◆ Page text:
==================================================

1. Stay Close to the Poem. Get thoroughly intimate with the thing.
2. Know the poet. Understand it’s context and origins inside out. Get familiar with everything you can about the thing.
3. Go for Grace. Convey the essence of the thing with pith and elegance.
4. Be Wary. Don’t take other’s people’s ways of looking at the thing as your own. Own your own way of relating to and conveying the thing and ignore the noise.
5. Take a Deep Breath. Sit with it. Go away. Come back and look at it again.
What I think that Victoria is hinting at is that, in many ways, knowledge work is often an act of translation. Not from one language to another (though that undoubtedly happens, too), but within the native tongue of the knowledge worker. The translation, then, is one of culture not language, but instead of having to translate between British English and American English or Mexican Spanish and Spanish Spanish, knowledge workers have to translate between Engineering and Production or Sales and Human Resources.
After an e-mail exchange with Jack on the subject, I went back into Le Ton Beau de Marot and found this related passage that I had marked when I read it the first time. I apologize for the length, but felt it best to include the whole thing.
Distortion-free Idea Transmission: A Chimera
Any good translator’s ideal is to get across to a new group of readers the essence of someone else’s fantasy and vision of the world, and yet, as we have repeatedly seen…, the mediating agent necessarily plays a deep and critical role in doing such a job. A translator does to an original text something like what an impressionist painter does to a landscape: there is an inevitable and cherished personal touch that makes the process totally different from photography. Translators are not like cameras – they are not even like cameras with filters! They distort their input so much that they are completely unique scramblers of the message – which does not mean that their scrambling is any less interesting or less valuable than the original “scene”.
A curious aspect of this analogy between the translation of a piece of text into a new language and the rendering of a scene as a painting is that the original text…plays the role of the scene in nature, rather than that of something created by a human. The original text is thus a piece of “objective reality” that is distorted by the translator/painter. But what, one might then ask, about people who read the text in the original language? Are native-language readers able to get the message as it really is, free from all the bias and distortion inevitably introduced by a scrambling intermediary?
As the letters and words of the original text leap upwards from the page into a native reader’s eyes and brain, they shimmer and shiver and then suddenly splinter into a billion intricately-correlated protoplasmic sparks scattered all over the cerebral cortex and deeper within – unique patterns in the unique mind of the unique reader that each distinct person constitutes. The idea that all native-language readers see “the same thing” falls to bits. It’s true that in the case of native-language readers, there is no intermediary human scrambler, but it’s not true that, because of this lack, there is no idiosyncratic perceptual distortion. How sad it would be if that were the case!
Since this is the theme song of George Steiner’s “After Babel”, I can think of no better way to end this chapter than to quote a few sentences from the end of his first chapter, entitled “Understanding as Translation”:
Thus a human being performs an act of translation, in the full sense of the word, when receiving a speech-message from any other human being. Time, distance, disparities in outlook or assume reference, make this at more or less difficult. Where the difficuulty is great enough, the process passes from reflex to conscious techniqe. Intimacy, on the other hand, be it of hatred or of love, can be defined as confident, quasi-immediate translation….
In short: inside or between languages, human communication equals translation.
In other words (my words): Just because everyone is told the same thing doesn’t mean that everyone hears the same thing.
Or, to be more specific to the world of knowledge management and knowledge work: Just because all of your knowledge workers have the same knowledge doesn’t mean they all “know” the same thing.

==================================================

◆ Dataset excerpts:
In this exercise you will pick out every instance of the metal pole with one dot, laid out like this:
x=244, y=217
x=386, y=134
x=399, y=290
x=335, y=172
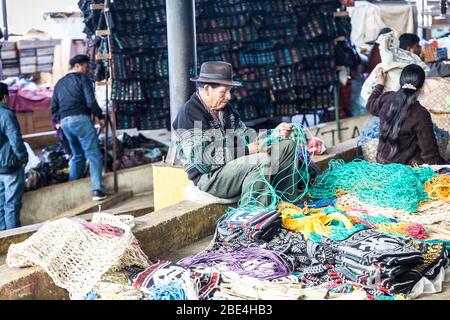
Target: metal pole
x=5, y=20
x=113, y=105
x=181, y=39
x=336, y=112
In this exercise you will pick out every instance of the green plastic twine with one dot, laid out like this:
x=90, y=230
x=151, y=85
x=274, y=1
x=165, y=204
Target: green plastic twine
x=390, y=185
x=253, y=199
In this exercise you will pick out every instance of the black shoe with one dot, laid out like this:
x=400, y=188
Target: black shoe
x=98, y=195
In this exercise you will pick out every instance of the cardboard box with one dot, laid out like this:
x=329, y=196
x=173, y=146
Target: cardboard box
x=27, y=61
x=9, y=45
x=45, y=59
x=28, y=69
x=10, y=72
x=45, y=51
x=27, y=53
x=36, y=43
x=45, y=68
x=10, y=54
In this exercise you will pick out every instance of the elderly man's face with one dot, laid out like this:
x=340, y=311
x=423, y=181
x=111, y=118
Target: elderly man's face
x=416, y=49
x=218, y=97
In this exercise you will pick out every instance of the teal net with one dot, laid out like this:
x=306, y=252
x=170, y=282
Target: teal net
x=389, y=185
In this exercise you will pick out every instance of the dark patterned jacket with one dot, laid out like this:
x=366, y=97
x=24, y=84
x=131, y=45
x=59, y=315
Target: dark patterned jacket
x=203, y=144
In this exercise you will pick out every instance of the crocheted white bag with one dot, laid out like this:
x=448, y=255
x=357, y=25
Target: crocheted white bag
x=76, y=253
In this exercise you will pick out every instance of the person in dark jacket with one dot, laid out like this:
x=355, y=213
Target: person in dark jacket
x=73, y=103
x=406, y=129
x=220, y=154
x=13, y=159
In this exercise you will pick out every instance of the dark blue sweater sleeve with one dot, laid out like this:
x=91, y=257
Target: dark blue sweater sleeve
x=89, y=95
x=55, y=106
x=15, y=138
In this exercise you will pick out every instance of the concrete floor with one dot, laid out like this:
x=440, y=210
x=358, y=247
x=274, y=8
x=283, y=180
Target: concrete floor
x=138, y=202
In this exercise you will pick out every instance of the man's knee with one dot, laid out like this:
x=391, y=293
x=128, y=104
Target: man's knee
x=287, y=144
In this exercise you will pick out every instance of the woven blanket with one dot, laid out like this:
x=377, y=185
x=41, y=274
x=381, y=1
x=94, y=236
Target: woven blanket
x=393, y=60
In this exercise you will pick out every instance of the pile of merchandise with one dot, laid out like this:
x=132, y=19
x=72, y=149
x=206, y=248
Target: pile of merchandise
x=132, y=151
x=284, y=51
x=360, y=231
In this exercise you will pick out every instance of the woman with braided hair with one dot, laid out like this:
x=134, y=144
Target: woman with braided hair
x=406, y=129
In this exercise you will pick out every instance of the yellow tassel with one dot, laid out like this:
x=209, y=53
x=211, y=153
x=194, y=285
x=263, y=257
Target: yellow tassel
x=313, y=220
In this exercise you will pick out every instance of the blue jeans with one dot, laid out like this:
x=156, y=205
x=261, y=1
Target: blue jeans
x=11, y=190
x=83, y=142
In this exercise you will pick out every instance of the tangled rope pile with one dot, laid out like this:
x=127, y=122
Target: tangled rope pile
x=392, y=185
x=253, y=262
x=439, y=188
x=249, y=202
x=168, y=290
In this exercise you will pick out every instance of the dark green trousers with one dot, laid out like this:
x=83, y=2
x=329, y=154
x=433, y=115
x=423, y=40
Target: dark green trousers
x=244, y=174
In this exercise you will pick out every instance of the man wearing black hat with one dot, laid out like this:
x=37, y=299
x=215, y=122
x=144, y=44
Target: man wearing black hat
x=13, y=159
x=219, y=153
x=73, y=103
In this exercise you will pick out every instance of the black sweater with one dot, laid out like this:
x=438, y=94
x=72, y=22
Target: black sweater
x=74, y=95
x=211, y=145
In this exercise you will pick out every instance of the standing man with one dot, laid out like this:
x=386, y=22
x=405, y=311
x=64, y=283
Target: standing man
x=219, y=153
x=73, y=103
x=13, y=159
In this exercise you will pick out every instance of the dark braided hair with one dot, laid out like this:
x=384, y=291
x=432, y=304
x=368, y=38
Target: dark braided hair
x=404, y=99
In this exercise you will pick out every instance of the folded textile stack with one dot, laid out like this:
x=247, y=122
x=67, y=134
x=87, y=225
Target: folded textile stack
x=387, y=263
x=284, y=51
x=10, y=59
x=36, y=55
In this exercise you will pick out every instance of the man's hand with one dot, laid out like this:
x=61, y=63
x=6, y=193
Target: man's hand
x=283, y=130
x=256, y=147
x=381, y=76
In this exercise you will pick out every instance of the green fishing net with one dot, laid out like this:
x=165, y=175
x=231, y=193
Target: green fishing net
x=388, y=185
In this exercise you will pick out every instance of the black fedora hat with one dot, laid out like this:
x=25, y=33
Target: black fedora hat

==================================================

◆ Short exercise: Set down, word for word, the part of the piece on translation and knowledge work that runs from "1. Stay Close" up to and including "pith and elegance.".

◆ Exercise response:
1. Stay Close to the Poem. Get thoroughly intimate with the thing.
2. Know the poet. Understand it’s context and origins inside out. Get familiar with everything you can about the thing.
3. Go for Grace. Convey the essence of the thing with pith and elegance.